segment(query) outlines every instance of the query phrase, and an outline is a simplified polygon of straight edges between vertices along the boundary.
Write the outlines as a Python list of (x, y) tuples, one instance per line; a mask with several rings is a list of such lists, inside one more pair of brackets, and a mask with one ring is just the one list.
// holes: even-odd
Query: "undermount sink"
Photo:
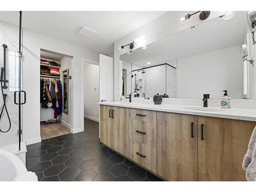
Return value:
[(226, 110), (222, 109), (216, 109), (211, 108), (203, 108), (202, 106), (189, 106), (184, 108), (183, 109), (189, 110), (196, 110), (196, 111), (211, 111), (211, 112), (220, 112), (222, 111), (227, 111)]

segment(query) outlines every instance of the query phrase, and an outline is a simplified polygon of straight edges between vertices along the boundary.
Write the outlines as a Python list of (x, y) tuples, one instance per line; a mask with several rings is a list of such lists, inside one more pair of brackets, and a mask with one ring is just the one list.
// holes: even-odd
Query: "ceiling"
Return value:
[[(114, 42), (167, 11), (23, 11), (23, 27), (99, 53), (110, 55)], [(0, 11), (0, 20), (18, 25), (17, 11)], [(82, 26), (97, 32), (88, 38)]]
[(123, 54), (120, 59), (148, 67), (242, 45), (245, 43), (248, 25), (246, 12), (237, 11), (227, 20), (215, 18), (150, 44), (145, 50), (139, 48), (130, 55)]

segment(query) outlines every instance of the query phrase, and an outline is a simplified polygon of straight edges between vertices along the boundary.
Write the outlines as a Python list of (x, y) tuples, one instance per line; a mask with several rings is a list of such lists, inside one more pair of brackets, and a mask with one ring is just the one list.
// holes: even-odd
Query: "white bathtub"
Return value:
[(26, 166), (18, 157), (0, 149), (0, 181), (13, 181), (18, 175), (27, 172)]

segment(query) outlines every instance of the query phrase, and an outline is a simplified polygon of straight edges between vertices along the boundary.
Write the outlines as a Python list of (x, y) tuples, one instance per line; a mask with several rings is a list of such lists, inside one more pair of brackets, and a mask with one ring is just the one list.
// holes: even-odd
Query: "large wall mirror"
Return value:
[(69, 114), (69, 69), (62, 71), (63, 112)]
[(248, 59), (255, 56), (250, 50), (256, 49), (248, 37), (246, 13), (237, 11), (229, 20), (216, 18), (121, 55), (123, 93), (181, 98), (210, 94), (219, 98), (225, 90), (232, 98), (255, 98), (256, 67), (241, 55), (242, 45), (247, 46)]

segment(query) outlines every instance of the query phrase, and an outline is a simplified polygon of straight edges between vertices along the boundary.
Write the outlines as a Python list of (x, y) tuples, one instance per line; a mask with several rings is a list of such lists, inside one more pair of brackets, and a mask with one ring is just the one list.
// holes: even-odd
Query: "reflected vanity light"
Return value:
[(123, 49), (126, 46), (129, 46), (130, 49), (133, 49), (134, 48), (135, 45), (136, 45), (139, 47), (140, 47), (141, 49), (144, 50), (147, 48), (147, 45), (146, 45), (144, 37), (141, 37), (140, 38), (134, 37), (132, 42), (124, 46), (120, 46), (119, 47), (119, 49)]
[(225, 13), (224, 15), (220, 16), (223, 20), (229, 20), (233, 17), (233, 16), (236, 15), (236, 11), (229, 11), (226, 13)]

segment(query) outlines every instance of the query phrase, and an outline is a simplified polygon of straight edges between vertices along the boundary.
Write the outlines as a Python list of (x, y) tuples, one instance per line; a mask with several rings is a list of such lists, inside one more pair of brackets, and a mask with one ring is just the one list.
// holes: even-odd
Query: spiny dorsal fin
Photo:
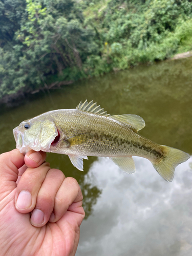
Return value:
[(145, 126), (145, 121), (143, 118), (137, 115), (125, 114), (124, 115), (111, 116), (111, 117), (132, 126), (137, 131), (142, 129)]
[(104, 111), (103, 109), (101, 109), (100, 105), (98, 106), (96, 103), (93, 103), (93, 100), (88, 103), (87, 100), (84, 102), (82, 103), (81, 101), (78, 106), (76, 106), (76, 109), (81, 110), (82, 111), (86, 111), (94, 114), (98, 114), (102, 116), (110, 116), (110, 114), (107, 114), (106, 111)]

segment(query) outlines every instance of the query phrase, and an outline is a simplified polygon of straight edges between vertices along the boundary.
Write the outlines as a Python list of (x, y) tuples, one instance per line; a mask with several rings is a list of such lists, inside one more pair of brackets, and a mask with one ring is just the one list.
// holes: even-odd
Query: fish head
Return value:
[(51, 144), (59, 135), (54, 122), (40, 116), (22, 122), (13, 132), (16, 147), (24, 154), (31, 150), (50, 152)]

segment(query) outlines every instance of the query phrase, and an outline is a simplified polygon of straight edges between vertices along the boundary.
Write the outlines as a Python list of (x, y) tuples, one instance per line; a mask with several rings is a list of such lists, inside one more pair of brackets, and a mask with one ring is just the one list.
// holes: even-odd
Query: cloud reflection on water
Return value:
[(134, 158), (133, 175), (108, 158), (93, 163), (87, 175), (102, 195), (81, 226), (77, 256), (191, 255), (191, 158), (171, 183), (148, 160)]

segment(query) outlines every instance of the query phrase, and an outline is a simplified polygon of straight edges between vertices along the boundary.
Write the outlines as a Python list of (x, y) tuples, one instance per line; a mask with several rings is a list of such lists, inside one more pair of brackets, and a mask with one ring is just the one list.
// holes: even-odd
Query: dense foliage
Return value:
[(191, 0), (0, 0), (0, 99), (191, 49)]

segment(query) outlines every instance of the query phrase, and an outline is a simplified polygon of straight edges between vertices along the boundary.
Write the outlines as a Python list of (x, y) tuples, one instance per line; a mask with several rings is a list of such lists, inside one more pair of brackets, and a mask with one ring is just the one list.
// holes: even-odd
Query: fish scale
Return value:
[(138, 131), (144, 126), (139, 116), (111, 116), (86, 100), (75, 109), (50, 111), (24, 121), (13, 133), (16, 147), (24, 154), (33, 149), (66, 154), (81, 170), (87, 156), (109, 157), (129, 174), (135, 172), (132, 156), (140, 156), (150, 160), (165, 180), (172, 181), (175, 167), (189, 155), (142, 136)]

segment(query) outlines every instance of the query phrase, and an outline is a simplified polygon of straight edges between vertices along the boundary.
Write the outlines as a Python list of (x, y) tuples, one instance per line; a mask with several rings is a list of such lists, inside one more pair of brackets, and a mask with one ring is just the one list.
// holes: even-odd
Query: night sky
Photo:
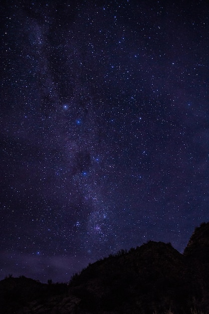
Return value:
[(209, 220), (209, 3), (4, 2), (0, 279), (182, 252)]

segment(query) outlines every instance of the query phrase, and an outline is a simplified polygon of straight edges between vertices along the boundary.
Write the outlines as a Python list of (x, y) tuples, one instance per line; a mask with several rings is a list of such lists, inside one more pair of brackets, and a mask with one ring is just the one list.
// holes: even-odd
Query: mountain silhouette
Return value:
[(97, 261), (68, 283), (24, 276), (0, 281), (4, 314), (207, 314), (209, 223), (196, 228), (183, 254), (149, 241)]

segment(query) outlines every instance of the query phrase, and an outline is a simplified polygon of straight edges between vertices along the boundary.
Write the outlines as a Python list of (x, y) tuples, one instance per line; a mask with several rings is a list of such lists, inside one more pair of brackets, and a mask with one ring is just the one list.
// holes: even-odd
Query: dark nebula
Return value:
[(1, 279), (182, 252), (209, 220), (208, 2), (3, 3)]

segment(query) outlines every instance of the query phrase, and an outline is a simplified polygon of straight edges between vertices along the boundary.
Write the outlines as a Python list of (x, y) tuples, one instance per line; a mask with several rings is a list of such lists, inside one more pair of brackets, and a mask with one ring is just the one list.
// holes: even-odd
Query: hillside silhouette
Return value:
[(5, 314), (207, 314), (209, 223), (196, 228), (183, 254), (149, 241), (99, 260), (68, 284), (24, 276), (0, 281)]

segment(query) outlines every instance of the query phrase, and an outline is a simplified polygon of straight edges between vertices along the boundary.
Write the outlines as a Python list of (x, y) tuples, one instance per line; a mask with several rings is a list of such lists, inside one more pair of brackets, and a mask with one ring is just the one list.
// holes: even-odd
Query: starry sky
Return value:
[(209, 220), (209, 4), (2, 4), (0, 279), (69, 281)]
......
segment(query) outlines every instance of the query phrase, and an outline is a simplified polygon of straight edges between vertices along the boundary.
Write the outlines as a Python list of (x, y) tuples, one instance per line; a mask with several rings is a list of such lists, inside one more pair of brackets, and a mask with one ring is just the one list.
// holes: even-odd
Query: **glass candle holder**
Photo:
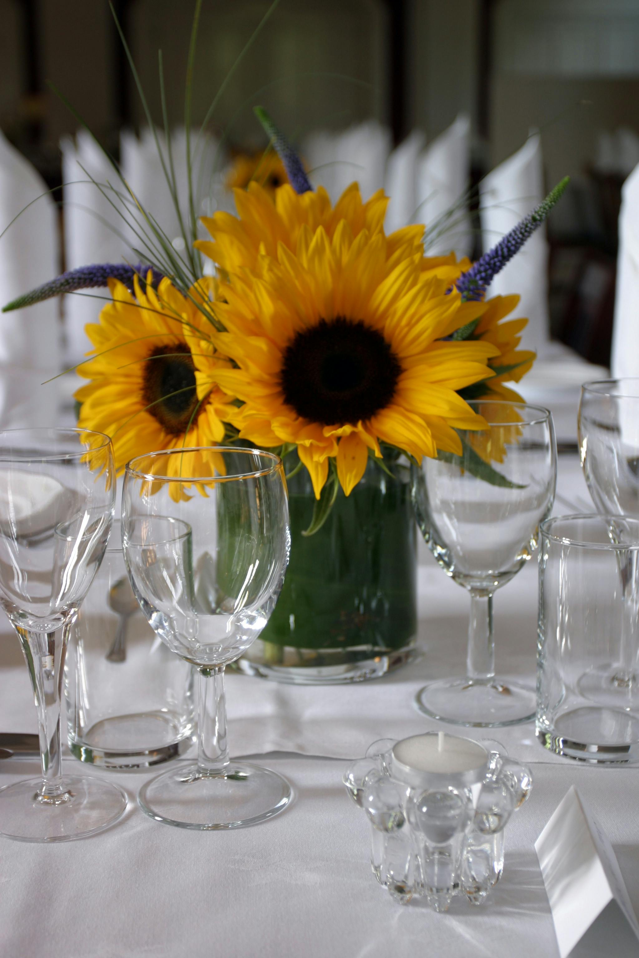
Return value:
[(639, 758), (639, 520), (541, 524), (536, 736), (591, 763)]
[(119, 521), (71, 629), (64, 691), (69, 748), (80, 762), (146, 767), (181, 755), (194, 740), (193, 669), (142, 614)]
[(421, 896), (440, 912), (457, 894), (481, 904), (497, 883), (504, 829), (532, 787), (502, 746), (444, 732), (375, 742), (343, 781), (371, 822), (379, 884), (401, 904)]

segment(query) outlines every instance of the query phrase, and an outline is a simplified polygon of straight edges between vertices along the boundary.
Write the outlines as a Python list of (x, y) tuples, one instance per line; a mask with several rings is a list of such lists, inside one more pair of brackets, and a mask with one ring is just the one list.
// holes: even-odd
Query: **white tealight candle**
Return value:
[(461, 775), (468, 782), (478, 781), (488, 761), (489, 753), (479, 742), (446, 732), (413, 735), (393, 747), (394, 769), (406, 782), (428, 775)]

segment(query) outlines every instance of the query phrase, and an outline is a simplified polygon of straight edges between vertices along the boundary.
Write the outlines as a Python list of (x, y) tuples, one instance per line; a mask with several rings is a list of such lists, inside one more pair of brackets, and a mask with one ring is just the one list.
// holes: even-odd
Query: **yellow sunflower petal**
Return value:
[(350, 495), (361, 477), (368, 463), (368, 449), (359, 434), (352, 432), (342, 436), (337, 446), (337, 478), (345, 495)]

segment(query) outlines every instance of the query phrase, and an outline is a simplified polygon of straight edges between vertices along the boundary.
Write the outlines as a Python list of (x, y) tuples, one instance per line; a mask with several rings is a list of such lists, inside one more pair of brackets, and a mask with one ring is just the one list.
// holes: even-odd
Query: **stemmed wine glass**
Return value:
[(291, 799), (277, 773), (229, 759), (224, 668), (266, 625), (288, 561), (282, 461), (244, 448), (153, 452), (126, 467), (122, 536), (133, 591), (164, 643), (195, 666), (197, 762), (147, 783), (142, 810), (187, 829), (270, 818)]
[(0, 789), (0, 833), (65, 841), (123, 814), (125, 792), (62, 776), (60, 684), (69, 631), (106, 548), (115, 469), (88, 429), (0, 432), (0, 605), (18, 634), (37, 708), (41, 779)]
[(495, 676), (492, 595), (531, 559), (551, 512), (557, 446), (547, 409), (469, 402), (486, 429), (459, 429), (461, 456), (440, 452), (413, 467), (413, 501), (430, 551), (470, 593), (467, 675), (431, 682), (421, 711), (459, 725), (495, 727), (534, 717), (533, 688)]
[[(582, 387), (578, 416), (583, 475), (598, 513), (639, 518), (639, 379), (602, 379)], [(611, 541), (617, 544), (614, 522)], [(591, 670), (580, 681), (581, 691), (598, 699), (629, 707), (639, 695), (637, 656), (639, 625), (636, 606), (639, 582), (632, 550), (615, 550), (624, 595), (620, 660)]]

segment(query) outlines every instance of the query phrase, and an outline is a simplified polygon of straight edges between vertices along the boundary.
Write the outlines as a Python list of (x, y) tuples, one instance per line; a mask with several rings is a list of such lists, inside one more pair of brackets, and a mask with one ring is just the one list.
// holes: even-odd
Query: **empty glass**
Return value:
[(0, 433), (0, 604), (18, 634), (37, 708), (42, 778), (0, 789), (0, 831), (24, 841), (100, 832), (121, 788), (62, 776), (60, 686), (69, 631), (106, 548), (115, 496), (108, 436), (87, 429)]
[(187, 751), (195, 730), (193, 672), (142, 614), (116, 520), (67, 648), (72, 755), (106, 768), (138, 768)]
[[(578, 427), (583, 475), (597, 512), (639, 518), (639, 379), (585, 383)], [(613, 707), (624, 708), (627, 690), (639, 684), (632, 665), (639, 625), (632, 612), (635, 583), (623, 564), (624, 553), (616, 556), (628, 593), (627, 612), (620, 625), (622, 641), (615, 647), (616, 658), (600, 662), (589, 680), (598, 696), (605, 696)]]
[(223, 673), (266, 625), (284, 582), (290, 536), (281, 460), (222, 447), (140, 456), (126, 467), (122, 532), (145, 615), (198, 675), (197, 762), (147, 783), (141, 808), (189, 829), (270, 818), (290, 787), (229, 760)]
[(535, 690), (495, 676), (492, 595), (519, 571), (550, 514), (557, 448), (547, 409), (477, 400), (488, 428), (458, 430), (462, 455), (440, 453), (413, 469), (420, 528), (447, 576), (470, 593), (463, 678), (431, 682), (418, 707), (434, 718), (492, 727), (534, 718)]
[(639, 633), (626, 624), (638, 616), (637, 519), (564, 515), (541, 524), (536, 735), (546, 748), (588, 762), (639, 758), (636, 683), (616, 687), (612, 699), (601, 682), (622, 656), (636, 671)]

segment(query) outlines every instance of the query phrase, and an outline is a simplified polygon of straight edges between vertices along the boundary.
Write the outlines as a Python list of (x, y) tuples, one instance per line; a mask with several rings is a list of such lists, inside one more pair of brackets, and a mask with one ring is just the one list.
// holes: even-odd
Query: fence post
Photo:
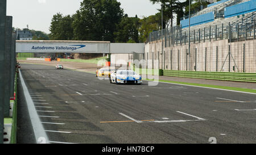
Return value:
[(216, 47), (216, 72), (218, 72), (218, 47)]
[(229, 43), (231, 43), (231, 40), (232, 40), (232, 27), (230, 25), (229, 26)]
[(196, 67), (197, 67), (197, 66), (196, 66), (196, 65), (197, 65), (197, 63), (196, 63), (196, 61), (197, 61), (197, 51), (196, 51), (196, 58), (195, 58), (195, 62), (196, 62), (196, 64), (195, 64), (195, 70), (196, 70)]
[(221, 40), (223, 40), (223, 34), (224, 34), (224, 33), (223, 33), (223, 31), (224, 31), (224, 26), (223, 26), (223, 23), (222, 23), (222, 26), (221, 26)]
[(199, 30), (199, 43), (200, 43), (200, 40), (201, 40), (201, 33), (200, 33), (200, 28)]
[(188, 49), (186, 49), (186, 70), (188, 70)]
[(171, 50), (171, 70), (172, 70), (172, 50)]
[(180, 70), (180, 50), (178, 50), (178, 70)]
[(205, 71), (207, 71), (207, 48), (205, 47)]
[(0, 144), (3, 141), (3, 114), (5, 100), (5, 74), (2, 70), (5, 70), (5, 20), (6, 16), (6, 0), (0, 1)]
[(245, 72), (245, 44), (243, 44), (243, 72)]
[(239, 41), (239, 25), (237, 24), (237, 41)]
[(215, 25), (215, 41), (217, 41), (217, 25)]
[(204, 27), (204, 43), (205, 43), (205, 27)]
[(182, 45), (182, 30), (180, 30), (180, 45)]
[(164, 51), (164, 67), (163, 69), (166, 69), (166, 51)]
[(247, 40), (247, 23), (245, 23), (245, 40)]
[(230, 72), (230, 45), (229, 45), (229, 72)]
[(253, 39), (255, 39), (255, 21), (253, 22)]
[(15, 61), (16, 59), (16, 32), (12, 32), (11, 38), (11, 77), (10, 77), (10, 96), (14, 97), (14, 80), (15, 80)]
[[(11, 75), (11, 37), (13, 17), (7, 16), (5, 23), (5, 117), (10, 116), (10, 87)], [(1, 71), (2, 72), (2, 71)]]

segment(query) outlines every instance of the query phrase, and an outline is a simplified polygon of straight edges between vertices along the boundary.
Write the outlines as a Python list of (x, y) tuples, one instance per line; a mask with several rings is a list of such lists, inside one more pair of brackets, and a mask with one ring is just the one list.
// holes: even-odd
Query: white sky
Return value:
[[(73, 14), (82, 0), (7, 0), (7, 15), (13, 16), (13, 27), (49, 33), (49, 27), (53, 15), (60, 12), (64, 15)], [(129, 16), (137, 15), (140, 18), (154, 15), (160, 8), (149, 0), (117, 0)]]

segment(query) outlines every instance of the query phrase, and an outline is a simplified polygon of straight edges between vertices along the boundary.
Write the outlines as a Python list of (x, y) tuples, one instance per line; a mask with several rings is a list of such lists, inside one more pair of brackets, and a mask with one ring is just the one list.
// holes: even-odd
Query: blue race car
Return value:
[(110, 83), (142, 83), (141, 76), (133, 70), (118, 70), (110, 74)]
......
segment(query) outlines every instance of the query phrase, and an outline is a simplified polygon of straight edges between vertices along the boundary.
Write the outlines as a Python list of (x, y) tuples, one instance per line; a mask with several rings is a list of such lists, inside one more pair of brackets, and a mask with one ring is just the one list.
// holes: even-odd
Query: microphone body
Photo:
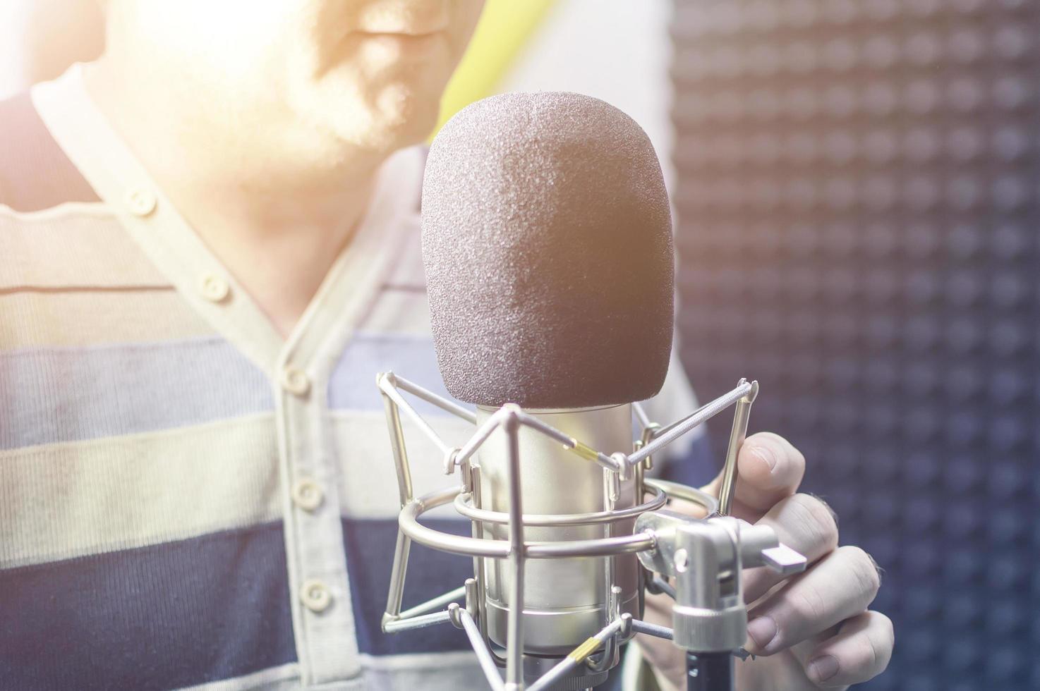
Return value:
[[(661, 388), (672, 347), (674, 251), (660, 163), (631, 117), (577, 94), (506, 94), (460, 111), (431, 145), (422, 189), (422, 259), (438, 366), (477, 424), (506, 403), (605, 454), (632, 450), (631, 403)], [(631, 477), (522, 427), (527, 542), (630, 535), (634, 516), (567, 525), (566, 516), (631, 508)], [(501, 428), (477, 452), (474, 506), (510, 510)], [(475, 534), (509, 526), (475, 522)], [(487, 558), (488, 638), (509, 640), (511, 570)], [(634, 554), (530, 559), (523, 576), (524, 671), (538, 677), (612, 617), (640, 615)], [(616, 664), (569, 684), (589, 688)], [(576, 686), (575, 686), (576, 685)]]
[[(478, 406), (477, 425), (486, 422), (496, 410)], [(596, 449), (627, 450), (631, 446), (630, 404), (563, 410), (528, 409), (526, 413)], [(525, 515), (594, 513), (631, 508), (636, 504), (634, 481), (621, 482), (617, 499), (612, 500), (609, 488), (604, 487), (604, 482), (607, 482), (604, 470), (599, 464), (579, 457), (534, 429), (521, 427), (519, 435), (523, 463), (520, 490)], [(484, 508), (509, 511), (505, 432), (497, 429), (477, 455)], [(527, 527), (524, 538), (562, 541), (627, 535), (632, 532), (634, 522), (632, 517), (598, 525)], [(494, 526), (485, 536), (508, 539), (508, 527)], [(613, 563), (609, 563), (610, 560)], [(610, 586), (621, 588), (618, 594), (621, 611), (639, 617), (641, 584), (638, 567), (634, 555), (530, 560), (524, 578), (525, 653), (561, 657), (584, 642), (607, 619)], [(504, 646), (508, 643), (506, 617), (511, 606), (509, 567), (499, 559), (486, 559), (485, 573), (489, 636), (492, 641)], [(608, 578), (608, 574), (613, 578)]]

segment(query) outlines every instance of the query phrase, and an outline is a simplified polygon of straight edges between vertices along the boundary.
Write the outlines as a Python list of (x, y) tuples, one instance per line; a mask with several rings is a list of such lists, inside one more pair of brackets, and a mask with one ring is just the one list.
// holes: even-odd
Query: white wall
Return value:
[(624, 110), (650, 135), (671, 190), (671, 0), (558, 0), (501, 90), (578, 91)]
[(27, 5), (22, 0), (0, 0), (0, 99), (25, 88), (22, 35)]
......
## Job
Pull out every line in the data above that contains the word "glass" and list those lines.

## Result for this exercise
Query: **glass candle holder**
Query: **stemmed wine glass**
Query: **empty glass**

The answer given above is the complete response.